** Document section **
______
This post is part 3 in a series on the Kubernetes API. Earlier, Part 1 focused on the lifecycle of a Pod, and later Part 3 details how Kubernetes deployments work.

Why isn’t my Pod getting any traffic?

An experienced ops team running on GKE might assemble the following checklist to help answer this question:

  1. Does a Service exist? Does that service have a .spec.selector that matches some number of Pods?
  2. Are the Pods alive and has their readiness probe passed?
  3. Did the Service create an Endpoints object that specifies one or more Pods to direct traffic to?
  4. Is the Service reachable via DNS? When you kubectlexec into a Pod and you use curl to poke the Service hostname, do you get a response? (If not, does any Service have a DNS entry?)
  5. Is the Service reachable via IP? When you SSH into a Node and you use curl to poke the Service IP, do you get a response?
  6. Is kube-proxy up? Is it writing iptables rules? Is it proxying to the Service?

This question might have the highest complexity-to-sentence-length ratio of any question in the Kubernetes ecosystem. Unfortunately, it’s also a question that every user finds themselves asking at some point. And when they do, it usually means their app is down.

To help answer questions like this, we’ve been developing a small diagnostic tool, kubespy. In this post we’ll look at the new kubespy trace command, which is broadly aimed at automating questions 1, 2, 3, and providing “hints” about 4 and 5.
______
** Listed entries **
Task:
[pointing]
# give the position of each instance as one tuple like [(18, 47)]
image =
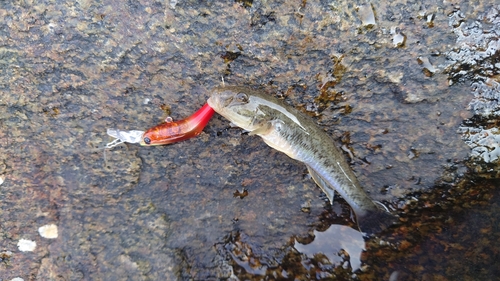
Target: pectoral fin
[(330, 192), (262, 130)]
______
** Assignment **
In the Kubernetes post, which checklist questions is the kubespy trace command meant to automate? Please answer in one sentence.

** Reply to the exercise **
It is aimed at automating questions 1, 2, and 3, and at providing hints about questions 4 and 5.